Istruzioni del compito: Trascriva per intero, senza alcuna modifica, il testo sugli Imperial State Electric riportato qui sotto.

#### Estratto della pagina

Ci sono musicisti che sembrano aver capito tutto del
rock n’ roll, che ne hanno carpito il “segreto” più recondito e riescono a cucinare piatti sempre succulenti ed energizzanti mescolando ad arte ingredienti rimasti pressoché inalterati da tempo immemore.
Uno di questi è sicuramente Nicke Andersson, un artista che con gli Entombed ha saggiato l’evoluzione oltranzista e mortifera del settore, per poi tornare alla sua versione maggiormente autoctona, prima con gli Hellacopters ed oggi con questi
Imperial State Electric, da valutare, in ultima analisi, come una trasposizione ad accentuata
catchiness della sua esperienza precedente.
La semplicità con cui il gruppo sforna uno dopo l’altro gioiellini in note istantanei e travolgenti è davvero disarmante e nella “scena” non credo siano in molti a saper trattare con la medesima dovizia e freschezza,
hard,
beat,
punk,
garage e
pop, ottenendo risultati così focalizzati e coinvolgenti.

########
#### Record del dataset

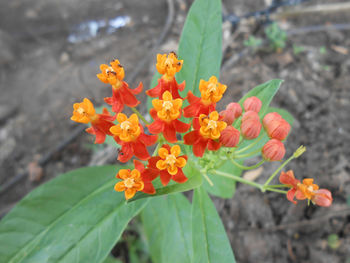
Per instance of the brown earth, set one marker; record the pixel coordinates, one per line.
(42, 74)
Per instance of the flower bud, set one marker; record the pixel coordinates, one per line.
(270, 117)
(277, 129)
(252, 104)
(236, 108)
(250, 126)
(273, 150)
(230, 137)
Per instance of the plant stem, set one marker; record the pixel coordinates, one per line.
(278, 169)
(140, 115)
(250, 145)
(238, 179)
(247, 154)
(243, 167)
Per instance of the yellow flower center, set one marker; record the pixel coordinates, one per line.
(211, 91)
(210, 126)
(128, 130)
(167, 109)
(129, 182)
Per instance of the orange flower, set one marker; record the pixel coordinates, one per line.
(168, 66)
(129, 134)
(165, 114)
(305, 190)
(169, 164)
(132, 182)
(206, 134)
(211, 92)
(121, 93)
(84, 112)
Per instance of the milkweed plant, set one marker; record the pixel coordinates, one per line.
(188, 145)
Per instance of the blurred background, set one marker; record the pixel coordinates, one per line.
(50, 52)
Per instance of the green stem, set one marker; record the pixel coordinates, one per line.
(278, 169)
(140, 115)
(238, 179)
(250, 145)
(243, 167)
(247, 154)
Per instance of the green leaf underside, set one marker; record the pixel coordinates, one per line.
(76, 217)
(194, 180)
(201, 44)
(167, 225)
(210, 242)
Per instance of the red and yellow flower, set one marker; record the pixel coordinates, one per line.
(211, 92)
(206, 135)
(130, 135)
(305, 190)
(169, 164)
(165, 114)
(167, 65)
(84, 112)
(121, 93)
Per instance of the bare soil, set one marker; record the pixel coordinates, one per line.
(42, 74)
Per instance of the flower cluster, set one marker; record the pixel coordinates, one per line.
(305, 190)
(206, 130)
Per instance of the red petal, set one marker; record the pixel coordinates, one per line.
(179, 177)
(169, 133)
(137, 90)
(213, 145)
(139, 166)
(156, 127)
(180, 126)
(191, 137)
(125, 153)
(148, 188)
(148, 140)
(154, 92)
(199, 147)
(140, 150)
(165, 177)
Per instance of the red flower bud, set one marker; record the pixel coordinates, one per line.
(270, 117)
(250, 126)
(273, 150)
(277, 129)
(230, 137)
(252, 104)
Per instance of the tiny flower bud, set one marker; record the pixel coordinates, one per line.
(230, 137)
(299, 151)
(236, 108)
(277, 129)
(273, 150)
(270, 117)
(250, 126)
(252, 104)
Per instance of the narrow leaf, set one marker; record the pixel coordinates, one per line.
(209, 239)
(167, 225)
(76, 217)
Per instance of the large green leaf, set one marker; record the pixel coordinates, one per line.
(201, 44)
(76, 217)
(167, 225)
(194, 180)
(210, 242)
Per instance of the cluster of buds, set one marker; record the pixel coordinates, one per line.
(207, 129)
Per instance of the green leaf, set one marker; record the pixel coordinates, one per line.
(201, 44)
(194, 180)
(76, 217)
(167, 225)
(209, 239)
(223, 187)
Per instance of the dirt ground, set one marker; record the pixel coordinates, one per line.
(49, 59)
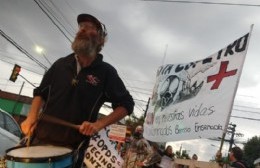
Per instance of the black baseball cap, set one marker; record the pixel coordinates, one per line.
(89, 18)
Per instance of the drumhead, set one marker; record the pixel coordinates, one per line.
(37, 153)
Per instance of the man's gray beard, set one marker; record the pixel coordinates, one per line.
(84, 47)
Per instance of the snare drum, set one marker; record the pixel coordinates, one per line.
(39, 157)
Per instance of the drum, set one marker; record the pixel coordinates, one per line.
(39, 157)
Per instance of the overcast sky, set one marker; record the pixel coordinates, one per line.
(142, 35)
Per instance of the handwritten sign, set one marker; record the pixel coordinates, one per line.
(101, 152)
(194, 100)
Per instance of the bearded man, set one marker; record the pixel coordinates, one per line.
(73, 90)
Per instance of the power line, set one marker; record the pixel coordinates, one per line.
(22, 50)
(53, 20)
(206, 3)
(255, 119)
(246, 111)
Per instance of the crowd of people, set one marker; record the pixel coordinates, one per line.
(144, 154)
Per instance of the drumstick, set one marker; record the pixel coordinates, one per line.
(28, 140)
(55, 120)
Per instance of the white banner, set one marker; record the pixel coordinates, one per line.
(101, 152)
(194, 100)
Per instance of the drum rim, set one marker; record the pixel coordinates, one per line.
(35, 160)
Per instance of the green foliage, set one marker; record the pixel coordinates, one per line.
(252, 150)
(132, 121)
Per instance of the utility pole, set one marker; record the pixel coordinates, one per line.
(232, 130)
(147, 105)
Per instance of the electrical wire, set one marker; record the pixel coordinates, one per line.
(53, 22)
(22, 50)
(206, 3)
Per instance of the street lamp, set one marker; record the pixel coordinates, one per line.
(41, 51)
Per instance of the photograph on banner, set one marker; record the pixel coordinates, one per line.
(194, 100)
(117, 133)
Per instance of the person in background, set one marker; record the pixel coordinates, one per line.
(169, 152)
(138, 151)
(153, 160)
(74, 89)
(194, 157)
(236, 158)
(167, 158)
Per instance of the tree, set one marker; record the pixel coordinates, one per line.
(252, 150)
(133, 121)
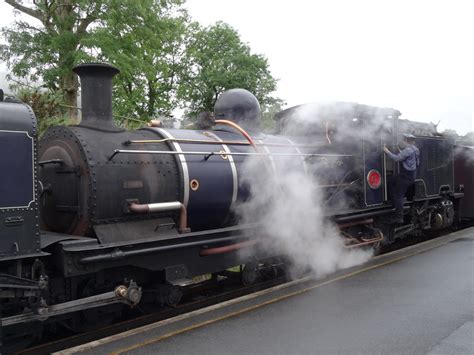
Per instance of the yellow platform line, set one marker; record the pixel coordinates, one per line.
(274, 300)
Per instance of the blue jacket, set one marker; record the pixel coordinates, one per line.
(409, 156)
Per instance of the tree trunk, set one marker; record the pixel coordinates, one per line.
(70, 87)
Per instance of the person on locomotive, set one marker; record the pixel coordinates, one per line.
(409, 157)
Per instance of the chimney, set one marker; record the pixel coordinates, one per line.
(96, 95)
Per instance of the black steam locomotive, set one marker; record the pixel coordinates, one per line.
(93, 215)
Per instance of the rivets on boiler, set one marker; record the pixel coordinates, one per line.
(194, 184)
(223, 154)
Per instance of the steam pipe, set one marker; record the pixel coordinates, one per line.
(238, 128)
(203, 141)
(226, 249)
(172, 152)
(164, 207)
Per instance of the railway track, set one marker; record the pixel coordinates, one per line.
(198, 300)
(198, 296)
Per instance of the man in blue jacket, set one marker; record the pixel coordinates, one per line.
(409, 157)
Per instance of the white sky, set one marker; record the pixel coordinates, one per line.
(416, 56)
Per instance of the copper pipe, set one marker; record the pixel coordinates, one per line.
(356, 223)
(240, 129)
(367, 242)
(203, 141)
(226, 249)
(164, 207)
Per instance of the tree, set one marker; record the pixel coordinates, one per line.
(217, 60)
(269, 111)
(70, 32)
(50, 49)
(147, 48)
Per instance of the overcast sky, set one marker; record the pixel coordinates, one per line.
(416, 56)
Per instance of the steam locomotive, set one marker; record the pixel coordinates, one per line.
(96, 216)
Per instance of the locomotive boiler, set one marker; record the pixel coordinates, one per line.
(95, 215)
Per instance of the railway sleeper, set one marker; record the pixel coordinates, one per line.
(130, 295)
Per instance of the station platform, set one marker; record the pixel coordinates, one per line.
(419, 300)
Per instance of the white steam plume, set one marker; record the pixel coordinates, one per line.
(288, 205)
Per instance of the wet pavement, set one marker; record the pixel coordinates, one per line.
(409, 304)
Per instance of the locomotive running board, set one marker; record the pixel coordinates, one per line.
(130, 295)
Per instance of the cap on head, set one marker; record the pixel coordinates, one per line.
(239, 106)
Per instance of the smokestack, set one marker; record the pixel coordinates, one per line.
(96, 94)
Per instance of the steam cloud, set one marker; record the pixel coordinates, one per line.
(288, 204)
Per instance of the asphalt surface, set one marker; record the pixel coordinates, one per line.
(422, 304)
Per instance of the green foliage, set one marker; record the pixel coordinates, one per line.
(51, 47)
(47, 106)
(147, 48)
(218, 60)
(166, 61)
(268, 115)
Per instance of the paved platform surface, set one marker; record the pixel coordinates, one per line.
(416, 301)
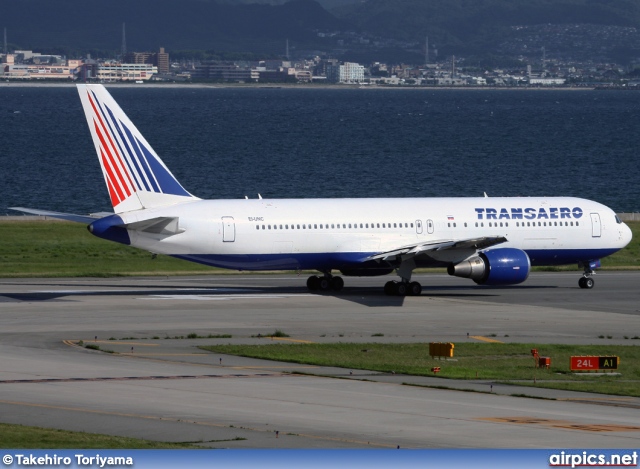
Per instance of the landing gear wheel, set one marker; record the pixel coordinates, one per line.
(390, 287)
(586, 282)
(313, 283)
(323, 283)
(415, 289)
(337, 283)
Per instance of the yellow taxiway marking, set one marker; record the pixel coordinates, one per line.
(163, 354)
(292, 340)
(193, 422)
(587, 427)
(486, 339)
(113, 342)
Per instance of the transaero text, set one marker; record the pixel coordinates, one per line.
(81, 460)
(528, 213)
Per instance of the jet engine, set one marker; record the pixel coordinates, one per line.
(504, 266)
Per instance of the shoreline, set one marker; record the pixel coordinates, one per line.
(297, 86)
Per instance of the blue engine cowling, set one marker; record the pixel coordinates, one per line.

########

Risposta corretta:
Ci sono musicisti che sembrano aver capito tutto del
rock n’ roll, che ne hanno carpito il “segreto” più recondito e riescono a cucinare piatti sempre succulenti ed energizzanti mescolando ad arte ingredienti rimasti pressoché inalterati da tempo immemore.
Uno di questi è sicuramente Nicke Andersson, un artista che con gli Entombed ha saggiato l’evoluzione oltranzista e mortifera del settore, per poi tornare alla sua versione maggiormente autoctona, prima con gli Hellacopters ed oggi con questi
Imperial State Electric, da valutare, in ultima analisi, come una trasposizione ad accentuata
catchiness della sua esperienza precedente.
La semplicità con cui il gruppo sforna uno dopo l’altro gioiellini in note istantanei e travolgenti è davvero disarmante e nella “scena” non credo siano in molti a saper trattare con la medesima dovizia e freschezza,
hard,
beat,
punk,
garage e
pop, ottenendo risultati così focalizzati e coinvolgenti.